EXTRAIT FOURNI:
*****

Nous sommes au cœur d’une mutation où s’annonce un renversement de perspective. Raoul Vaneigem

Vers la synthèse entre Intégralisme américain et Progressisme européen

Nous venons de consacrer nos huit derniers billets à trois livres qui témoignent, chacun à sa façon, du saut évolutif et conceptuel effectué par des avant-gardes intellectuelles et culturelles inspirées par une même Vision Intégrale. Face à une crise systémique qui rend nécessaire l’émergence d’un nouveau paradigme, la Vision Intégrale permet de mieux comprendre, loin de la fragmentation disciplinaire et du réductionnisme dominant, la complexité de l’expérience humaine vécue dans ses multiples dimensions, intérieures et extérieures, individuelles et collectives.

Cette Vision Intégrale est l’expression contemporaine d’une sensibilité évolutionnaire enracinée dans une longue généalogie. A la différence de cette théorie scientifique qu’est l’évolutionnisme à laquelle on ne peut la réduire, l’approche évolutionnaire est globale : elle consiste à vivre, percevoir, ressentir et se représenter l’évolution du monde et de l’être humain, des subjectivités et des cultures comme des sociétés. Dans ce billet nous évoquerons les différences historiques et culturelles qui existent entre Europe et États-Unis pour mieux comprendre la façon dont cette sensibilité évolutionnaire s’est incarnée sur les deux continents à travers l’intégralisme américain d’une part et le progressisme européen de l’autre. Alors que l’intégralisme américain s’est concentré sur l’évolution individuelle et culturelle, le progressisme européen s’est plutôt focalisé sur le progrès social et politique.

*****

TÂCHE DEMANDÉE A: Dénombrez les lignes des enregistrements qui contiennent le mot « block » et donnez ce nombre sans rien d'autre.

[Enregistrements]
*****

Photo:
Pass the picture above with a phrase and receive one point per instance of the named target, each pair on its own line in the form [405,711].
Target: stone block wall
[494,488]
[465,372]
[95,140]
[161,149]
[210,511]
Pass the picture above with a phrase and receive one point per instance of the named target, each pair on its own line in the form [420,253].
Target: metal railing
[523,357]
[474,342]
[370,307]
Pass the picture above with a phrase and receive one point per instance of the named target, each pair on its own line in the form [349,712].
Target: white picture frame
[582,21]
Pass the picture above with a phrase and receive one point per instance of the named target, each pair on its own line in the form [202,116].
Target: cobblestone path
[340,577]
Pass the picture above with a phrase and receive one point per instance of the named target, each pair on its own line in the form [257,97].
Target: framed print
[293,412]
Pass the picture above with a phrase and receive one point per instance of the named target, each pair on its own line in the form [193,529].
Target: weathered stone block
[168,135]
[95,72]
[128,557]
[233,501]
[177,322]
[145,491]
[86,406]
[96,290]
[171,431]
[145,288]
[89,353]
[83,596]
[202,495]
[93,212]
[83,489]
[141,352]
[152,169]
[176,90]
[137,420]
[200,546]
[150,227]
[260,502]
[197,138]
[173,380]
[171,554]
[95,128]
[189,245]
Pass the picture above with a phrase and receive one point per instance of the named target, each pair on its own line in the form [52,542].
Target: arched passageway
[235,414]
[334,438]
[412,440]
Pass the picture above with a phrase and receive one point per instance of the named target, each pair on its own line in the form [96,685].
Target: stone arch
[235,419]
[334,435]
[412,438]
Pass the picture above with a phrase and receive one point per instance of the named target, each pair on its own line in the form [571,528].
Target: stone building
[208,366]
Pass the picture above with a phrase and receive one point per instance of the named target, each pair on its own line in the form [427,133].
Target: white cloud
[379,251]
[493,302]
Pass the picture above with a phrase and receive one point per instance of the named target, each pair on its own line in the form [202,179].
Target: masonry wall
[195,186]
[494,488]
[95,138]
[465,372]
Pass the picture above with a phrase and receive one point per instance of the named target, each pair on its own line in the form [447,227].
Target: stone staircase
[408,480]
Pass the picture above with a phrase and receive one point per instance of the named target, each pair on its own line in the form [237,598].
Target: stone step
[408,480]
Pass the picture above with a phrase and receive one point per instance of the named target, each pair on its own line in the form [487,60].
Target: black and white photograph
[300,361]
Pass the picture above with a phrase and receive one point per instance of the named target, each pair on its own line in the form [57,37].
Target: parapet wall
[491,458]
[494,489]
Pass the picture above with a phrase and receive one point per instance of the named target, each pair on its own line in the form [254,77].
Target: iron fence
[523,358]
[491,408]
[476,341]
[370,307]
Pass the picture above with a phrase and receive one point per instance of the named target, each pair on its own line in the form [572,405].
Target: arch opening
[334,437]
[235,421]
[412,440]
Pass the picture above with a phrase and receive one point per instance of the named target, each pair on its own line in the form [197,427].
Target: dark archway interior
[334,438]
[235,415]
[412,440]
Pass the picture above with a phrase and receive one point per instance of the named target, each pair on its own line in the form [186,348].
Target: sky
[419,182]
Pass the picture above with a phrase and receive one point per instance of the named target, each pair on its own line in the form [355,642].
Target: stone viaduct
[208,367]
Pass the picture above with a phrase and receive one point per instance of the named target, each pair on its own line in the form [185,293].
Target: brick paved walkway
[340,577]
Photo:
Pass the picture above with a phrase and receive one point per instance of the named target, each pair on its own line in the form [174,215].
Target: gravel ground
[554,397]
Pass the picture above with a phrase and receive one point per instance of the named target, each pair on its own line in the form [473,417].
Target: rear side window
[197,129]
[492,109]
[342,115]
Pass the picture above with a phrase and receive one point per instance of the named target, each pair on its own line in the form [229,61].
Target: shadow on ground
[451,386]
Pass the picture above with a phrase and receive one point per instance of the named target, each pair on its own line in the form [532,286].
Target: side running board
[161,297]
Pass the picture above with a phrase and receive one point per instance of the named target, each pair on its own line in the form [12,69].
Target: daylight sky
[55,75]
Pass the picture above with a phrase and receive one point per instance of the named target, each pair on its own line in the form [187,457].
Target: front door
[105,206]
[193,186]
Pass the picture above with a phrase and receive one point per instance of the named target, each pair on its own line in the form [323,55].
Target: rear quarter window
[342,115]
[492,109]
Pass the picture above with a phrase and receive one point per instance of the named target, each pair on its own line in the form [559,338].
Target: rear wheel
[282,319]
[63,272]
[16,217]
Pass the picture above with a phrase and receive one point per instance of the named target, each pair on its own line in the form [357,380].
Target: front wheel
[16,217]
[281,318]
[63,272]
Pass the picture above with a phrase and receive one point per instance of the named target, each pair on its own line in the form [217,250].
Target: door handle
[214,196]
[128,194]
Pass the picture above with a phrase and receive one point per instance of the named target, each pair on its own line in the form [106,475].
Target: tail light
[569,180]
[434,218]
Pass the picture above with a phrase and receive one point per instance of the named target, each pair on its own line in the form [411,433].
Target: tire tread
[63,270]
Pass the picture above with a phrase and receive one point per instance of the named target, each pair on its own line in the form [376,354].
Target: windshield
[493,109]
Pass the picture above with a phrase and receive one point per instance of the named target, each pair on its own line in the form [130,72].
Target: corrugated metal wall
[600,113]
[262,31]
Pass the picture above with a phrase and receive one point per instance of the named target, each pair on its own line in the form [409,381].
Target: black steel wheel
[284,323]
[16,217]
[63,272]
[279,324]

*****

TÂCHE DEMANDÉE B: Reprenez, s'il vous plaît, le texte sur l'intégralisme américain et le progressisme européen en le poursuivant après sa dernière phrase.

RÉPONSE FOURNIE A: 2

RÉPONSE FOURNIE B:
Si l’intégralisme américain a permis une percée de la pensée évolutionnaire, notamment grâce aux apports très significatifs des modèles développementaux, il véhicule, de manière souvent inconsciente, certains stéréotypes d’un imaginaire capitaliste qui fonde historiquement la culture américaine. Quant aux progressistes européens, suite au long combat mené contre l’hégémonie culturelle de l’Église, ils considèrent trop souvent toutes formes de transcendance ou de spiritualité comme autant d' »opiums du peuple » utilisés par les classes dominantes pour asseoir leur domination.

Le temps est venu d’opérer une synthèse qui pourrait associer le meilleur de l’intégralisme américain – sa connaissance très fine du développement individuel et culturel – et le meilleur du progressisme européen c’est-à-dire la radicalité de sa critique et de son imaginaire social. Cette « Synthèse Évolutionnaire » associe et intègre dans un niveau supérieur ces deux expressions majeures de la sensibilité évolutionnaire que sont l’intégralisme et le progressisme. Forts de leurs particularités culturelles, des chercheurs des deux continents doivent avancer ensemble sur la voie de cette synthèse novatrice née du dialogue interculturel comme du débat intellectuel. Si cet article a une longueur inhabituelle sur ce blog c’est qu’il pose les bases d’une réflexion et d’un débat qui seront proposés à diverses composantes du mouvement intégral.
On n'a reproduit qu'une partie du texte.